** Start of Data provided **

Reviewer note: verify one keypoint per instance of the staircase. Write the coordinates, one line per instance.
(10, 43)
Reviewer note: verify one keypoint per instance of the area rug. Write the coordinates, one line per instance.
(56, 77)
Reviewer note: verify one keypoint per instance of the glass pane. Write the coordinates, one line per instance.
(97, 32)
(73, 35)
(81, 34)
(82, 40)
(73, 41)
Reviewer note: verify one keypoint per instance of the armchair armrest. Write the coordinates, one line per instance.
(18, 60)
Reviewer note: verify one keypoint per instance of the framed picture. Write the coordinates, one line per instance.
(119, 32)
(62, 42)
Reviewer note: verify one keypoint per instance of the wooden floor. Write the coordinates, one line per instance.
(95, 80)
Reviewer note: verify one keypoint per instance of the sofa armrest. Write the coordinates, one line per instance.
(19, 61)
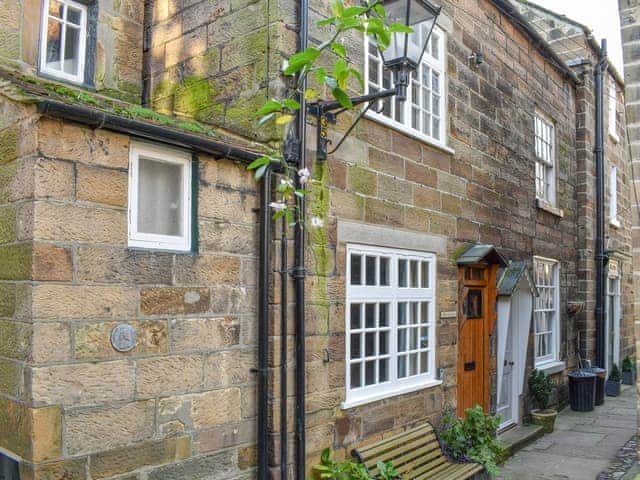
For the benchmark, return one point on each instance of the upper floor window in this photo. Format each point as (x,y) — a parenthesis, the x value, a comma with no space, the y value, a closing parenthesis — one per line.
(613,197)
(159,198)
(546,311)
(613,110)
(545,159)
(63,39)
(390,322)
(422,114)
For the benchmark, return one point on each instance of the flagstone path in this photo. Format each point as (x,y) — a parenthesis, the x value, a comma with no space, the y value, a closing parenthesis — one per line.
(584,445)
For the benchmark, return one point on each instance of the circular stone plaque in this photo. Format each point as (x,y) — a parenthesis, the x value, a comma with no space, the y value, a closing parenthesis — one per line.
(123,337)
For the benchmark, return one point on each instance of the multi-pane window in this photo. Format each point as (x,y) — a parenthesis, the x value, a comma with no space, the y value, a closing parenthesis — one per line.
(63,39)
(390,320)
(613,196)
(545,159)
(423,112)
(546,310)
(159,198)
(613,110)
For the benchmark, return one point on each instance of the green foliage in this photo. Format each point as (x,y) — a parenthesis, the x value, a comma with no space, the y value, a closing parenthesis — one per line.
(541,388)
(330,469)
(474,438)
(614,374)
(627,364)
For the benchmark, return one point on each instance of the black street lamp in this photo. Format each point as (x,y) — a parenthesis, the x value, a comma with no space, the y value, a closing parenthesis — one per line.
(402,57)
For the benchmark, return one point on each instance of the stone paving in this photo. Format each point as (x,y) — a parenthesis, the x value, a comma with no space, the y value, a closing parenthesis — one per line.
(583,445)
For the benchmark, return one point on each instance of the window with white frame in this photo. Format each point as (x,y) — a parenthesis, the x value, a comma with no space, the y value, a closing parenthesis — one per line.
(390,322)
(613,109)
(545,159)
(546,311)
(159,198)
(613,196)
(423,113)
(63,39)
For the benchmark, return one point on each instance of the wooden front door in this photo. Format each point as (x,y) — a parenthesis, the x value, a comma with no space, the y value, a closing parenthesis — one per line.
(477,317)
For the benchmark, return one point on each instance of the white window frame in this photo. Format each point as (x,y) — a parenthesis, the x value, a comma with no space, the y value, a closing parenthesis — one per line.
(613,110)
(547,165)
(613,197)
(553,357)
(391,294)
(438,65)
(162,154)
(44,25)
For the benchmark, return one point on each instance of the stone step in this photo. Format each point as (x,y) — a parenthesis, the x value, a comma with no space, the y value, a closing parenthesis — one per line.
(517,438)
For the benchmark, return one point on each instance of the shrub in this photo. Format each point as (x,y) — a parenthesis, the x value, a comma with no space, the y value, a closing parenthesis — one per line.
(330,469)
(473,439)
(627,364)
(541,389)
(614,374)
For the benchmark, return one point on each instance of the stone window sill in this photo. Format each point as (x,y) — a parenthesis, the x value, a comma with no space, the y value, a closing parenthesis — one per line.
(547,207)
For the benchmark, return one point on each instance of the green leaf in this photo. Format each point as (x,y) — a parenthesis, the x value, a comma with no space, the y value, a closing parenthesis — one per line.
(339,49)
(269,107)
(300,60)
(258,162)
(396,27)
(342,97)
(291,104)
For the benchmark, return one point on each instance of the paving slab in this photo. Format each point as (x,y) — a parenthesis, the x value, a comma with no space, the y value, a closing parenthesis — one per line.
(583,445)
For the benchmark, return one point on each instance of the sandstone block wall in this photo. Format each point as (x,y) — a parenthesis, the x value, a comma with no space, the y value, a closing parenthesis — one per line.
(181,404)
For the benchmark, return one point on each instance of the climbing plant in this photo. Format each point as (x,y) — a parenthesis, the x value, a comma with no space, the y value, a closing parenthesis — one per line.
(369,19)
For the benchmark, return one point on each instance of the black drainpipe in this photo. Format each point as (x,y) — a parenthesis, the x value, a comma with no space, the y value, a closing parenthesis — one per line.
(299,272)
(146,53)
(600,257)
(263,325)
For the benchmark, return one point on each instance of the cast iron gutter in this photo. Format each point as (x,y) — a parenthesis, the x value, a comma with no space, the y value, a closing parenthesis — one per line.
(600,257)
(299,272)
(99,119)
(524,26)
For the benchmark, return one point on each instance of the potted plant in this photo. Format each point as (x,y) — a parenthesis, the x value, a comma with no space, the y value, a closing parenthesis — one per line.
(541,388)
(627,371)
(613,384)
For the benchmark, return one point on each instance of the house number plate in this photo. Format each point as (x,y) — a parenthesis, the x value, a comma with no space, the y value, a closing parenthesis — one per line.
(123,337)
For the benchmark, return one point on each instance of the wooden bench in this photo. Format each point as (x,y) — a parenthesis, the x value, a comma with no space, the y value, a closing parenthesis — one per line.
(416,454)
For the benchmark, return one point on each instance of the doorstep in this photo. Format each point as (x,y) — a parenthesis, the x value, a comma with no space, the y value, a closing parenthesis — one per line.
(519,437)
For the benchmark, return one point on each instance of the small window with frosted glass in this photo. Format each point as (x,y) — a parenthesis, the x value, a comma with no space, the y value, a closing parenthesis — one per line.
(63,39)
(159,198)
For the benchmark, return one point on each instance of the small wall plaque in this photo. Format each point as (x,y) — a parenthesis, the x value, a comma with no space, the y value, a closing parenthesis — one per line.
(123,337)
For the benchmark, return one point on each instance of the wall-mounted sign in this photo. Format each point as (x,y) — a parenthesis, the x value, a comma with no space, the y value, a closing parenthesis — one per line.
(123,337)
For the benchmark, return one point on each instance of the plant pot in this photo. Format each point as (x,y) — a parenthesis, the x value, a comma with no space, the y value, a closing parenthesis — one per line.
(613,388)
(545,418)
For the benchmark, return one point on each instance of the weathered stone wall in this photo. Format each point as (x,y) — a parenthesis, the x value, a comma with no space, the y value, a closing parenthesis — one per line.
(483,191)
(118,55)
(182,403)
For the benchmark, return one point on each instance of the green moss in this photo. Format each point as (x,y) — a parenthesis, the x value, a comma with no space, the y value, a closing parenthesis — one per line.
(15,262)
(9,138)
(7,224)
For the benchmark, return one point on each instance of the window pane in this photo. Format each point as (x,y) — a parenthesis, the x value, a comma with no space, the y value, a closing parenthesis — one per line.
(356,322)
(160,198)
(356,266)
(370,315)
(72,51)
(356,380)
(370,274)
(384,271)
(356,350)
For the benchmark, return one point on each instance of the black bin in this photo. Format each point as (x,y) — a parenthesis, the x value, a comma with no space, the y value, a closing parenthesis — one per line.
(601,377)
(582,390)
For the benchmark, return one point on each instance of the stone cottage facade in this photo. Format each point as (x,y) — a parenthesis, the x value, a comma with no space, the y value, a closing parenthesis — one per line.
(129,236)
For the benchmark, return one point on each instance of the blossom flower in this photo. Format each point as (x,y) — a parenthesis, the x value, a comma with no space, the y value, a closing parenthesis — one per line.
(278,206)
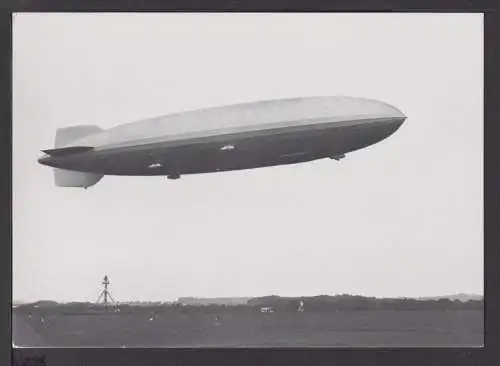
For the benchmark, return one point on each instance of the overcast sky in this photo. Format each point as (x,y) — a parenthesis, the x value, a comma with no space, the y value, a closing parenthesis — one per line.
(403,217)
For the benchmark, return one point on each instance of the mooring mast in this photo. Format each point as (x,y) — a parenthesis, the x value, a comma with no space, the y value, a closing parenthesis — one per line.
(105,294)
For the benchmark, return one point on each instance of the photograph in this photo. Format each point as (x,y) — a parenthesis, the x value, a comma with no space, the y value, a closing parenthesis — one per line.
(247,180)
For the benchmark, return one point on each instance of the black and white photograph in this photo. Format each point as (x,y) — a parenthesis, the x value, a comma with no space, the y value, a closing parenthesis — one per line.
(247,180)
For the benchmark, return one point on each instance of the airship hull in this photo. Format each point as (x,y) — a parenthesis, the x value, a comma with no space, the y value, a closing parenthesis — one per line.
(224,149)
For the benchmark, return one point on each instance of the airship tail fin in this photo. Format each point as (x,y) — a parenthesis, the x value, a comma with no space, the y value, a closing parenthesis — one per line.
(71,178)
(67,135)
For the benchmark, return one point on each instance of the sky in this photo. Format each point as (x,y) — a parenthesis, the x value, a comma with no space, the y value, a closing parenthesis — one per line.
(403,217)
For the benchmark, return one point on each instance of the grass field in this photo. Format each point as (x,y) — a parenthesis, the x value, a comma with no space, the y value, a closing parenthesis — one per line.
(382,328)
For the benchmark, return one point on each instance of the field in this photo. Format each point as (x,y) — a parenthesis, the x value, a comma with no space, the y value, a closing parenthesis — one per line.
(382,328)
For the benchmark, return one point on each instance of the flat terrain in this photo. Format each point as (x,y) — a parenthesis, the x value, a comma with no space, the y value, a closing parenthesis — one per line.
(382,328)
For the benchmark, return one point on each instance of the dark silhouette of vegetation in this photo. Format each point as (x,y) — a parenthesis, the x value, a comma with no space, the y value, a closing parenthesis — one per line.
(353,302)
(311,304)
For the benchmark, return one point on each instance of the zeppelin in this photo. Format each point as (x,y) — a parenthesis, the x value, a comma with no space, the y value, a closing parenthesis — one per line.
(217,139)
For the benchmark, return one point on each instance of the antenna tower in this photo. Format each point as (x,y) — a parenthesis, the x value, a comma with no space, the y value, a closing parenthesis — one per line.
(105,294)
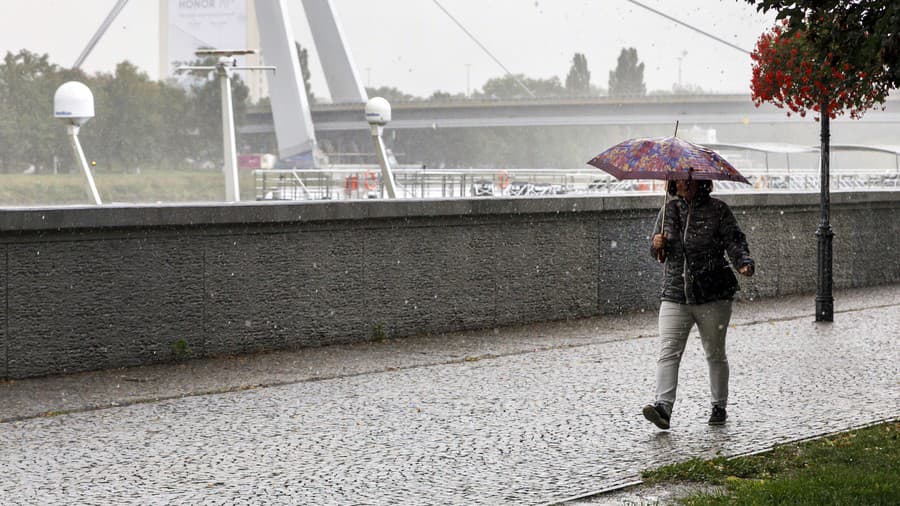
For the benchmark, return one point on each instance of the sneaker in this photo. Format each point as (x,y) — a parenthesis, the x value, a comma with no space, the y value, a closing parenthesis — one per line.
(657,414)
(718,416)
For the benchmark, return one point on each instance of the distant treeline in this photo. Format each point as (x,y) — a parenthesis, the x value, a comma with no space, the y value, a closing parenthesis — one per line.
(139,122)
(142,123)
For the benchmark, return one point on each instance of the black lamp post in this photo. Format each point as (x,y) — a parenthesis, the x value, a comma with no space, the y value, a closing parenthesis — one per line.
(824,299)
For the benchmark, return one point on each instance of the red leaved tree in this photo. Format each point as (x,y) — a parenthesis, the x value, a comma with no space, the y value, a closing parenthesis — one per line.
(791,72)
(803,69)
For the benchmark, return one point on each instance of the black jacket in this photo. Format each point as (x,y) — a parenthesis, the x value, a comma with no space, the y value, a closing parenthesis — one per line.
(703,231)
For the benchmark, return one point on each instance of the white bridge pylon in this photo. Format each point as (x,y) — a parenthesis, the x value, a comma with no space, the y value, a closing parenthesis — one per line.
(294,130)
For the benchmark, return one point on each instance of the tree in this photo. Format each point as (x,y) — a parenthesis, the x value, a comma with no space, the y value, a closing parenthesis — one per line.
(861,32)
(303,55)
(627,80)
(578,81)
(794,69)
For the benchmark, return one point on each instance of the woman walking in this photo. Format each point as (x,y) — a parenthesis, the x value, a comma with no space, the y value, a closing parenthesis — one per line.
(699,231)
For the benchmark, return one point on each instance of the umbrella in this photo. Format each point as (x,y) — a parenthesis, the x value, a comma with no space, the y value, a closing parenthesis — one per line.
(664,158)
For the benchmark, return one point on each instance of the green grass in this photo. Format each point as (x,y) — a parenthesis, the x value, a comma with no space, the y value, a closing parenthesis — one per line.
(860,467)
(150,186)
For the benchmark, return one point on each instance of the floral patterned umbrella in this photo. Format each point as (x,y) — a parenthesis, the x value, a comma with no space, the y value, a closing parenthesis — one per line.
(664,158)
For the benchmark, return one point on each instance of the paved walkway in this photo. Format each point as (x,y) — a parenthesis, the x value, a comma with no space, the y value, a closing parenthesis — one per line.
(528,415)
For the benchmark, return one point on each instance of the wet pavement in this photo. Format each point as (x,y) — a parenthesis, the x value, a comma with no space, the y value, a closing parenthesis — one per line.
(527,415)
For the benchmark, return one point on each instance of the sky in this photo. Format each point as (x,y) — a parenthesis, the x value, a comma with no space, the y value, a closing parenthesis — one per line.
(414,46)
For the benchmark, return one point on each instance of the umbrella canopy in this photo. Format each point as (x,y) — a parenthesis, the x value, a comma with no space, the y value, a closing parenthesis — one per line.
(664,158)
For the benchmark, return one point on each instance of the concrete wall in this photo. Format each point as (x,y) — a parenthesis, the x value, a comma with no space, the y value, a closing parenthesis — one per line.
(89,288)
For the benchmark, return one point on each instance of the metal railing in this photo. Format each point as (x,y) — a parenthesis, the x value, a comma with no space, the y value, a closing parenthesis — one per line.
(354,182)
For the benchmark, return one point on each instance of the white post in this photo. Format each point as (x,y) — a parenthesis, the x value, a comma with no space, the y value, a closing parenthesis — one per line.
(79,154)
(232,186)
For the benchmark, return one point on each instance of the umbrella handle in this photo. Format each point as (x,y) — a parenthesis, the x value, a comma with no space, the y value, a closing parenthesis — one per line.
(662,222)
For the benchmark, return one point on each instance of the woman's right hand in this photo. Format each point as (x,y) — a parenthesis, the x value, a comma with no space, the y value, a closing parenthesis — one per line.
(659,244)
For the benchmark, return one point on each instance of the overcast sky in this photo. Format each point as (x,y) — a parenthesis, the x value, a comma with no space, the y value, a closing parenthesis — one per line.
(414,46)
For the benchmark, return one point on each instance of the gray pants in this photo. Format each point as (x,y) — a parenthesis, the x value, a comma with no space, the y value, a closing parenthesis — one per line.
(675,323)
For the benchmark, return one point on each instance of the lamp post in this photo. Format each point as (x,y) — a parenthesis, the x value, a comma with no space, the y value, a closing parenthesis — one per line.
(223,69)
(378,114)
(824,281)
(73,103)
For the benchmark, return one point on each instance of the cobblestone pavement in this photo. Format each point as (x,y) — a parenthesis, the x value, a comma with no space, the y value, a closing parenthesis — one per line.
(529,418)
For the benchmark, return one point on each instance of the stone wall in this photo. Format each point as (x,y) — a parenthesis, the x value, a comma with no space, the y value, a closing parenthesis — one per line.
(90,288)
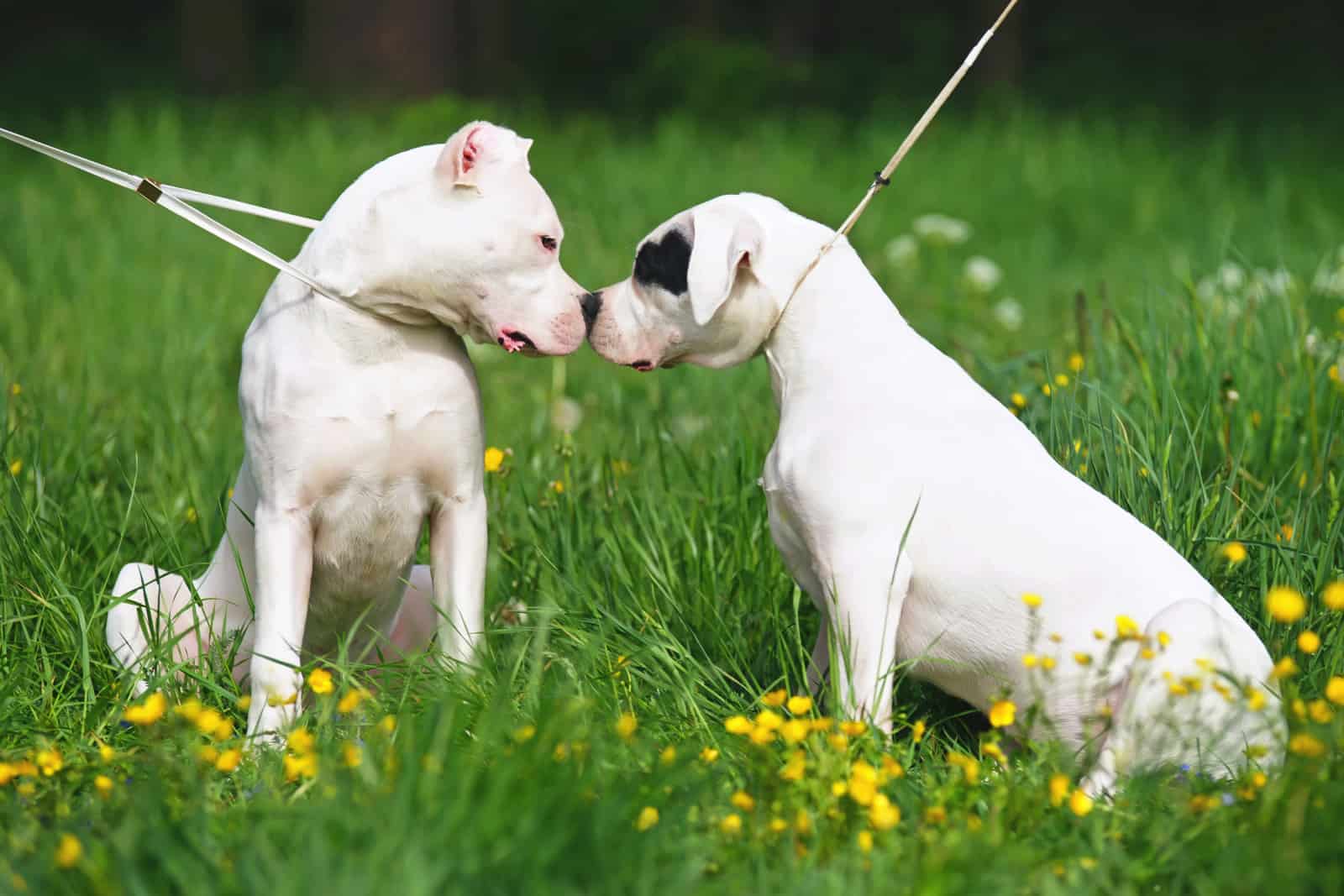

** End of Data provided **

## Problem to work on
Tally the lines in the listing above that contain the word "grass", with case counting, and give only the number.

## Worked solution
2